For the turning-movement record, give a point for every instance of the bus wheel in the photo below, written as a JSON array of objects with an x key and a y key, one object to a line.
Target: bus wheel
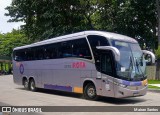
[
  {"x": 32, "y": 85},
  {"x": 90, "y": 92},
  {"x": 25, "y": 83}
]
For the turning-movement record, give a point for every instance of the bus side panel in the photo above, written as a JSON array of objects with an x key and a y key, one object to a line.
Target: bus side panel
[{"x": 17, "y": 76}]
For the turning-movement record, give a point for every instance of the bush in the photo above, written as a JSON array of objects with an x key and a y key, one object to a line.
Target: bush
[{"x": 158, "y": 52}]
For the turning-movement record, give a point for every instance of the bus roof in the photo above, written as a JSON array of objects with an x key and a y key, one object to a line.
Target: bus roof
[{"x": 108, "y": 35}]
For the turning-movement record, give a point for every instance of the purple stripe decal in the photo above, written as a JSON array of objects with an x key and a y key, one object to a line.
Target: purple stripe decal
[
  {"x": 56, "y": 87},
  {"x": 137, "y": 83}
]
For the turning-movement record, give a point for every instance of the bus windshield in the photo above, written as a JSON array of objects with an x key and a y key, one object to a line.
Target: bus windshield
[{"x": 132, "y": 63}]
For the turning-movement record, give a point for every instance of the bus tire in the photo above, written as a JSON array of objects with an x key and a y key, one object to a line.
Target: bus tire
[
  {"x": 90, "y": 92},
  {"x": 25, "y": 83},
  {"x": 32, "y": 85}
]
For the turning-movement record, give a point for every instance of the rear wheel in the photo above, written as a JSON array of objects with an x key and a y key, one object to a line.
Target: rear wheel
[
  {"x": 32, "y": 85},
  {"x": 90, "y": 92},
  {"x": 25, "y": 83}
]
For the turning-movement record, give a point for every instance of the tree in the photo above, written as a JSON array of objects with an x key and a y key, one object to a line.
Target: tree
[
  {"x": 11, "y": 40},
  {"x": 48, "y": 18}
]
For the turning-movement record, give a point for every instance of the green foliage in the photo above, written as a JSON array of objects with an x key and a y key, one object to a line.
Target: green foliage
[
  {"x": 153, "y": 81},
  {"x": 158, "y": 52},
  {"x": 11, "y": 40},
  {"x": 48, "y": 18}
]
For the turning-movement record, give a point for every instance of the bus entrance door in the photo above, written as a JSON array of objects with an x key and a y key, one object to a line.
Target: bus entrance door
[{"x": 106, "y": 62}]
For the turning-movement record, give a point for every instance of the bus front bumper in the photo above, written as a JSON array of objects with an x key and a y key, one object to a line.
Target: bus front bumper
[{"x": 134, "y": 91}]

___

**WHAT IS NEEDED:** The listing must be returned in full and exactly, apart from its pictures.

**RESPONSE:**
For the turning-movement record, give a point for every instance of the bus wheel in the photo below, written as a JSON array of objects with an x key and a y key, one object to a line.
Target: bus wheel
[
  {"x": 32, "y": 85},
  {"x": 90, "y": 92},
  {"x": 25, "y": 83}
]
For the turning-movement record, give a point for every instance of the bus side panel in the photo above, written as a JSON array of objects with an x key and a y key, one object to a line.
Target: bus side panel
[{"x": 17, "y": 76}]
For the turning-movement record, give a point for every instance of the bush in the photo above, written as a JSON array of objects with an x key and a y key, one object to a line.
Target: bush
[{"x": 158, "y": 52}]
For the turning-movement record, give a point for every instance of the bus roof in the photo above, written as a JSON array of objects with an x key and a y key, one object to a line.
Target: bus roof
[{"x": 108, "y": 35}]
For the turning-movement record, give a point for every instance of the purple stripe decal in the photo above, written as a JSON array of objects with an x key and a y key, one object to a line.
Target: purple stripe decal
[
  {"x": 56, "y": 87},
  {"x": 137, "y": 83}
]
For the turning-movement record, give a point for every instance of the bus windshield in the photo above, written as a JSON array of objects with an x key and a y key, one object to a line.
Target: bus windshield
[{"x": 132, "y": 63}]
For the turning-movement record, give a point for every instance of the bus tire in the photo above, written as a JSON array of objects with an x key and a y key, one object to a line.
Target: bus tire
[
  {"x": 90, "y": 92},
  {"x": 25, "y": 83},
  {"x": 32, "y": 85}
]
For the turning-movement record, give a point for every instance of the rear wheel in the photo above, written as a JSON array of objects with an x key and a y key, one object to a line.
Target: rear wheel
[
  {"x": 32, "y": 85},
  {"x": 90, "y": 92},
  {"x": 25, "y": 83}
]
For the turning-movement record, give a point for every instance of the tree in the photo above, written as a JSON array of objects with an x key and a y key, one object to a line.
Target: tree
[
  {"x": 11, "y": 40},
  {"x": 48, "y": 18}
]
For the turning-movement record, give a point for every instance of the green foliage in the photo above, written as a JSON array of objects with an x key and a y key, one object to a line.
Target: green foliage
[
  {"x": 153, "y": 81},
  {"x": 158, "y": 52},
  {"x": 11, "y": 40},
  {"x": 48, "y": 18}
]
For the turning-movement record, give a point for every instance of the bus entrance door in the photo above, written as a JSON array of objects with an x key and a y key, one object to a line.
Target: bus entrance door
[{"x": 106, "y": 62}]
For the turning-movement record, give a point for every instance of the bus front bumper in the photo above, written as a JSON array of objects with an x key and a y key, one object to a line.
Target: bus front bumper
[{"x": 134, "y": 91}]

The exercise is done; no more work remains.